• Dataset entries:
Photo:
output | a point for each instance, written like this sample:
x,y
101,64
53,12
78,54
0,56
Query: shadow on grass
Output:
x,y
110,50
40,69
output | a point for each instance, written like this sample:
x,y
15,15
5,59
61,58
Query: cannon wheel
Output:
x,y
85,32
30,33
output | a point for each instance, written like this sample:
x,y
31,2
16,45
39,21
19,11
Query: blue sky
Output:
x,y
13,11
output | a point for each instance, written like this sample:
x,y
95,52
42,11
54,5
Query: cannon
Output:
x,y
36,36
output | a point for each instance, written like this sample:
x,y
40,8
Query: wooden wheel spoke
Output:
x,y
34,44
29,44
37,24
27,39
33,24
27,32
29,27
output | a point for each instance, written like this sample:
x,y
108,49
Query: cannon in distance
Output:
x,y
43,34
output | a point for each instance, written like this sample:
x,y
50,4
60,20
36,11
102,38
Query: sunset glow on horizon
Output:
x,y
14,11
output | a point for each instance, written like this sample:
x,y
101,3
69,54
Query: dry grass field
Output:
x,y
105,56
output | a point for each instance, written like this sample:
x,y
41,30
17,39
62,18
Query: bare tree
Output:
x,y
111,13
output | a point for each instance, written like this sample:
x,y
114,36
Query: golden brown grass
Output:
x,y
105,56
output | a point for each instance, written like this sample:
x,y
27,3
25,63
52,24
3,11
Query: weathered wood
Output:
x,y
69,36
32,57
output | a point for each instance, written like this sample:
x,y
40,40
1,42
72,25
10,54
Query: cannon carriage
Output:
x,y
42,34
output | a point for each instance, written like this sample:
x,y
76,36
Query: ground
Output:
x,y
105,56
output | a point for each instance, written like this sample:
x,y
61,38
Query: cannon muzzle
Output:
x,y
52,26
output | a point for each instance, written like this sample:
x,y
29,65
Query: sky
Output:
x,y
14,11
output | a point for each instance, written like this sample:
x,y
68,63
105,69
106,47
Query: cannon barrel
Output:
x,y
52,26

• What you should do: Copy out every one of the records above word for word, without altering a single character.

• Response:
Photo:
output | a point for each instance, written like this sample:
x,y
101,64
53,12
78,54
0,56
Query: shadow on grass
Output:
x,y
110,50
40,69
output | a point for each instance, written like this sample:
x,y
15,15
5,59
61,58
Query: cannon wheel
Output:
x,y
85,32
30,33
output | a point for each instance, written like this sample:
x,y
31,2
16,45
39,21
19,11
Query: blue sky
Output:
x,y
13,11
output | a point for each instance, written like this sample:
x,y
95,52
42,11
54,5
Query: cannon
Output:
x,y
36,36
output | a point for each instance, written like this sample:
x,y
40,8
Query: wooden wheel spoke
Output:
x,y
34,44
29,44
37,24
27,39
33,24
27,32
29,27
output | a point for each instance, written like this sample:
x,y
108,49
Query: cannon in distance
Output:
x,y
43,34
output | a point for each instance, written like this sample:
x,y
50,4
60,20
36,11
102,38
Query: sunset glow on horizon
Output:
x,y
14,11
output | a point for each instance, written like this sample:
x,y
101,3
69,54
Query: dry grass field
Output:
x,y
105,56
output | a point for each instance, written like this sample:
x,y
41,30
17,39
62,18
Query: bare tree
Output:
x,y
111,13
output | a point for each instance, written like this sample:
x,y
114,36
Query: golden brown grass
Output:
x,y
105,56
output | a point for each instance, written like this sample:
x,y
27,3
25,63
52,24
3,11
Query: weathered wood
Output:
x,y
69,36
32,57
output | a point for each instance, written like this sample:
x,y
40,40
1,42
72,25
10,54
Query: cannon carriage
Output:
x,y
42,34
output | a point for each instance, written like this sample:
x,y
76,36
Query: ground
Output:
x,y
105,56
output | a point for each instance, written like this sample:
x,y
61,38
Query: cannon muzzle
Output:
x,y
52,26
output | a point for each instance, written like this sample:
x,y
29,65
Query: sky
Output:
x,y
14,11
output | a point for each instance, written like this sample:
x,y
68,63
105,69
106,47
Query: cannon barrel
Output:
x,y
52,26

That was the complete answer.